Stated problem 1
Answer these questions from the Mdluli biography below, marking each answer (a), (b), (c) to match:
(a) What position did Mdluli hold on his party's national list in the 2024 general election?
(b) At which university is he pursuing a PhD in Economics?
(c) In which competition was he the runner-up in 2019?

___ Excerpted passage

Member of the National Assembly of South Africa
- Incumbent
- Assumed office 14 June 2024

Personal details
- Born: 25 March 1998 (age 28)
- Party: Democratic Alliance
- Alma mater: University of KwaZulu-Natal (MCom, BCom Honours (Cum Laude) and BCom)

= Mlondi Mveli Mdluli =

South African politician

Mlondi Mveli Mdluli (born 25 March 1998) is a South African economist, academic, and Member of Parliament (MP) for the Democratic Alliance. He is currently the youngest Member of Parliament in South Africa.

Mdluli was elected to the National Assembly of South Africa, following the 2024 South African general election, where he was 43rd on the national party list. He currently serves on the parliamentary Portfolio Committee on Trade, Industry and Competition. The committee focuses on scrutinising and reviewing legislation related to trade policies, industry regulations, and competitive practices to ensure alignment with national economic goals and the promotion of fair competition.

== Early life and education ==

Mdluli was born and raised in Durban. He is currently pursuing a Doctor of Philosophy (PhD) in Economics at the University of Reading, in the United Kingdom, on a privately funded scholarship. He holds a Master of Commerce (MCom) degree in Economics, for which he was awarded a scholarship by the University of KwaZulu-Natal. He also holds a Bachelor of Commerce Honours degree in Economics, which he completed cum laude with the support of a scholarship from the National Research Foundation (South Africa), as well as a Bachelor of Commerce (BCom) degree in Economics and Management, from the University of KwaZulu-Natal.

In his final year of undergraduate study, Mdluli's exceptional academic performance earned him a nomination for the prestigious Allan Gray Achievement Award.

He was the runner-up in the Association of Black Securities and Investment Professionals (ABSIP) National Budget Speech Competition in 2019.

In 2024, Mdluli was invited by Stellenbosch University to contribute an academic paper to its annual International Social Justice Conference, held in October that year and centred on the theme of food insecurity. He presented a paper titled "Factors Influencing Food Insecurity in South African Households: Insights from the 2023 General Household Survey."

Mdluli has maintained an ongoing association with the London School of Economics International Inequalities Institute (LSE III), contributing research and commentary across several years. In March 2025, he authored a column for the Institute titled: "Five things the G20 could do to help reduce inequality in South Africa". The column outlines how South Africa's historic G20 presidency, which it assumed in 2025, could help tackle inequality by fostering inclusive growth, promoting gender equality, and expanding opportunities for marginalised communities.

______
___ Dataset

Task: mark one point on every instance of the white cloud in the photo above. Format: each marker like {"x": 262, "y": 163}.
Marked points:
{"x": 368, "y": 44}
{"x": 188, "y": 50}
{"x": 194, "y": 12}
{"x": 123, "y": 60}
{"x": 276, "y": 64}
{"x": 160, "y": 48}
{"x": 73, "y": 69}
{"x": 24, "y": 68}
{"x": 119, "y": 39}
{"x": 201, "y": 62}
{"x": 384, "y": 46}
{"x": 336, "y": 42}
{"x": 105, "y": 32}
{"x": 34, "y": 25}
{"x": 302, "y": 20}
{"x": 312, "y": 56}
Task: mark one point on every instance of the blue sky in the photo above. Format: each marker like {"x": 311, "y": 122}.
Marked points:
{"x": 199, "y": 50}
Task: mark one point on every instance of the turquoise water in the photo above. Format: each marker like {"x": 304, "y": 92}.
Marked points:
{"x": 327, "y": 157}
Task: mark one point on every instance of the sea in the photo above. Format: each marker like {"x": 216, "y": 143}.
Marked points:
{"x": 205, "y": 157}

______

Stated problem 2
Can you copy, without any change, everything in the records from the line that contains "Task: mark one point on every instance of the blue" down to the last line of the records, both ends included?

Exercise answer 1
(a) 43rd
(b) The University of Reading, in the United Kingdom
(c) The Association of Black Securities and Investment Professionals (ABSIP) National Budget Speech Competition

Exercise answer 2
Task: mark one point on every instance of the blue sky in the photo above. Format: each marker like {"x": 311, "y": 122}.
Marked points:
{"x": 199, "y": 50}
Task: mark one point on every instance of the turquoise water in the photo above. Format: each marker like {"x": 304, "y": 92}.
Marked points:
{"x": 327, "y": 157}
Task: mark one point on every instance of the sea in the photo above. Format: each marker like {"x": 216, "y": 143}.
Marked points:
{"x": 205, "y": 157}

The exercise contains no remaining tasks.